#### What this task involves:
Set every record down again exactly. Do not carry over the pictures.

#### Source records:
Content starts

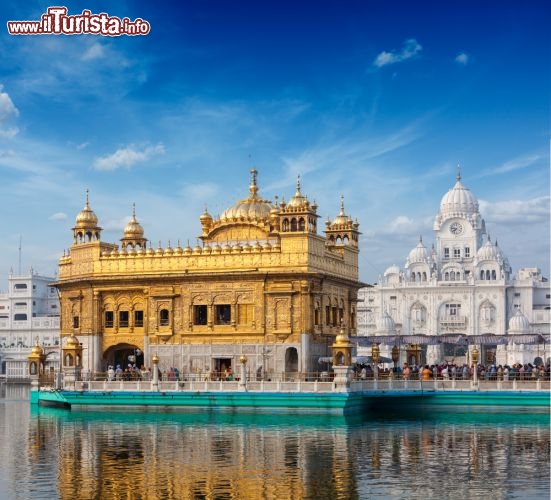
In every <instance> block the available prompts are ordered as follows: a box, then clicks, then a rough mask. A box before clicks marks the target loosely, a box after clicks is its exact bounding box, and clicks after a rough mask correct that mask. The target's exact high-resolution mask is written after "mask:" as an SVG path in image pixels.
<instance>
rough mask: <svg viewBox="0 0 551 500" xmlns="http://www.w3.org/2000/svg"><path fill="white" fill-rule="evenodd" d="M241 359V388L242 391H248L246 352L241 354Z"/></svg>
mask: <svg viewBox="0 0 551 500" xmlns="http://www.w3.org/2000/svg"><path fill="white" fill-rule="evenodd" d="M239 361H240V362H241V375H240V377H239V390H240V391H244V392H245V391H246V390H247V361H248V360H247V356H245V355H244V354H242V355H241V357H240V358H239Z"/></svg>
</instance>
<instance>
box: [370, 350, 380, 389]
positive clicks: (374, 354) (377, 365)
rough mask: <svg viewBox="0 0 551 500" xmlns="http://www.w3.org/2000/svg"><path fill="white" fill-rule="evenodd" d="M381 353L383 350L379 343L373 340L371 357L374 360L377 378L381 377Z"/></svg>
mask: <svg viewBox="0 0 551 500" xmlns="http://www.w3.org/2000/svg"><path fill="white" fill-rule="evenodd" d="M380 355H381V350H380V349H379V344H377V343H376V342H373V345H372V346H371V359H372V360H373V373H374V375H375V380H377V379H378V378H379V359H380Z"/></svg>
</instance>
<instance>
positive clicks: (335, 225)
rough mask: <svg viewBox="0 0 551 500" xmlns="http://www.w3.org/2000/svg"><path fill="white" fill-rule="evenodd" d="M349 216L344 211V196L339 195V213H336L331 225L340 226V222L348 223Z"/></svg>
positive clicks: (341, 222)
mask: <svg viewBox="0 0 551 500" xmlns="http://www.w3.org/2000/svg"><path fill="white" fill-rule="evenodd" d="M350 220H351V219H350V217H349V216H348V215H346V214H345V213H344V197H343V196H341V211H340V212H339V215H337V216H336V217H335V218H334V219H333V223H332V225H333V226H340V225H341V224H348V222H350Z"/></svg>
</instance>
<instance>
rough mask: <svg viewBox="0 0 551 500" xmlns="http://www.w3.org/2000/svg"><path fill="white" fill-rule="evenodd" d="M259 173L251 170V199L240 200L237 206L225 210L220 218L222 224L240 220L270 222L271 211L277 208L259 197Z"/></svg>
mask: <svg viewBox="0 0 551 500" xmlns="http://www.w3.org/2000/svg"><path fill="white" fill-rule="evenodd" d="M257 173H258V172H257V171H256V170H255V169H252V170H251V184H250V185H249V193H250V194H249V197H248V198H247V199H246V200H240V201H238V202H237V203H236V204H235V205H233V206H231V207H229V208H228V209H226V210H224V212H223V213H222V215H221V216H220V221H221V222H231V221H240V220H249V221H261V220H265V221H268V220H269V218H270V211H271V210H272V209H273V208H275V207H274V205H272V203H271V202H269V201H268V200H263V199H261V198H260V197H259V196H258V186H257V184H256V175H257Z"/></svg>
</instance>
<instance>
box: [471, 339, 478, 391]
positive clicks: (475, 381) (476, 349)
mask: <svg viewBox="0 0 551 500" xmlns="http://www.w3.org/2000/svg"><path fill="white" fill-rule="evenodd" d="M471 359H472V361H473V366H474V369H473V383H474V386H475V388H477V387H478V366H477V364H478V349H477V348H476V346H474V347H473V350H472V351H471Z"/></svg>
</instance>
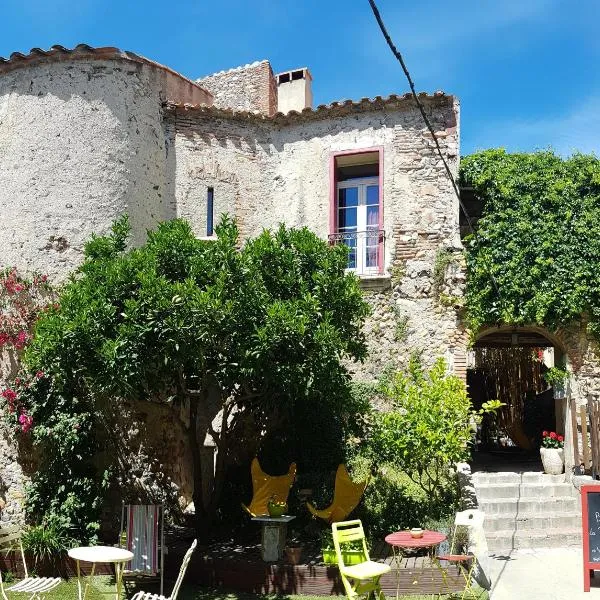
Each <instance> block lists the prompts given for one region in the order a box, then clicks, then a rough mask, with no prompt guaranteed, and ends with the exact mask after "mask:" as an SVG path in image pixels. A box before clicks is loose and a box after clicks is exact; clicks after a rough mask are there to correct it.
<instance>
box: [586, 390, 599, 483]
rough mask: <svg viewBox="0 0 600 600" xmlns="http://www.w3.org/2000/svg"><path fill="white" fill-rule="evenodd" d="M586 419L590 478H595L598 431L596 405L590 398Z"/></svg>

Content ends

#### Solution:
In every <instance> block the available prompts are ordered as follows: a box, then clicks, then a rough mask. A box before clicks marks the target loosely, a box after clicks is its exact bounding box, and clicks after a rough mask correct that mask. The target's exact high-resolution mask is written after "mask:" as an SVG path in image pixels.
<instance>
rough mask: <svg viewBox="0 0 551 500" xmlns="http://www.w3.org/2000/svg"><path fill="white" fill-rule="evenodd" d="M241 359V388L242 391H248L246 352L241 354Z"/></svg>
mask: <svg viewBox="0 0 551 500" xmlns="http://www.w3.org/2000/svg"><path fill="white" fill-rule="evenodd" d="M239 361H240V362H241V375H240V377H239V390H240V391H244V392H245V391H246V390H247V361H248V360H247V356H245V355H244V354H242V355H241V357H240V358H239Z"/></svg>
</instance>
<instance>
box: [370, 350, 380, 389]
positive clicks: (374, 354) (377, 365)
rough mask: <svg viewBox="0 0 551 500" xmlns="http://www.w3.org/2000/svg"><path fill="white" fill-rule="evenodd" d="M381 353L383 350L379 343L373 340L371 357L374 360L377 378L381 377Z"/></svg>
mask: <svg viewBox="0 0 551 500" xmlns="http://www.w3.org/2000/svg"><path fill="white" fill-rule="evenodd" d="M380 355H381V350H380V349H379V344H377V343H376V342H373V345H372V346H371V359H372V360H373V373H374V375H375V380H377V379H378V378H379V359H380Z"/></svg>
</instance>
<instance>
positive clicks: (335, 225)
rough mask: <svg viewBox="0 0 551 500" xmlns="http://www.w3.org/2000/svg"><path fill="white" fill-rule="evenodd" d="M349 216L344 211V196L339 195V213H336L331 225L340 226V222L348 223Z"/></svg>
positive clicks: (341, 222)
mask: <svg viewBox="0 0 551 500" xmlns="http://www.w3.org/2000/svg"><path fill="white" fill-rule="evenodd" d="M350 220H351V219H350V217H349V216H348V215H346V214H345V213H344V197H343V196H341V211H340V212H339V215H337V216H336V217H335V218H334V219H333V223H332V225H333V226H340V225H341V224H348V222H350Z"/></svg>
</instance>
<instance>
rough mask: <svg viewBox="0 0 551 500" xmlns="http://www.w3.org/2000/svg"><path fill="white" fill-rule="evenodd" d="M259 173L251 170V199L240 200L237 206L225 210L220 218L222 224L240 220L270 222L271 211L277 208L259 197Z"/></svg>
mask: <svg viewBox="0 0 551 500" xmlns="http://www.w3.org/2000/svg"><path fill="white" fill-rule="evenodd" d="M257 173H258V172H257V171H256V170H255V169H252V170H251V184H250V185H249V193H250V194H249V197H248V198H247V199H246V200H240V201H238V202H237V203H236V204H235V205H233V206H231V207H229V208H228V209H226V210H224V212H223V213H222V215H221V216H220V221H221V222H231V221H240V220H249V221H261V220H265V221H268V220H269V218H270V211H271V210H272V209H273V208H275V207H274V205H272V203H271V202H269V201H268V200H263V199H261V198H260V197H259V196H258V186H257V184H256V175H257Z"/></svg>
</instance>
<instance>
box: [471, 339, 478, 391]
positive clicks: (475, 381) (476, 349)
mask: <svg viewBox="0 0 551 500" xmlns="http://www.w3.org/2000/svg"><path fill="white" fill-rule="evenodd" d="M471 359H472V361H473V366H474V369H473V383H474V386H475V388H477V387H478V366H477V364H478V349H477V348H476V346H474V347H473V350H472V351H471Z"/></svg>
</instance>
Each <instance> block lists the prompts given for one region in the order a box, then clicks, then a rough mask, with no prompt guaranteed, and ends with the exact mask after "mask:" as an SVG path in image pixels. A box before clicks is loose and a box after clicks is exact; clicks after a rough mask are there to correct it.
<instance>
box: [586, 390, 599, 483]
rough mask: <svg viewBox="0 0 600 600" xmlns="http://www.w3.org/2000/svg"><path fill="white" fill-rule="evenodd" d="M586 419L590 478H595L598 431L596 405L590 398Z"/></svg>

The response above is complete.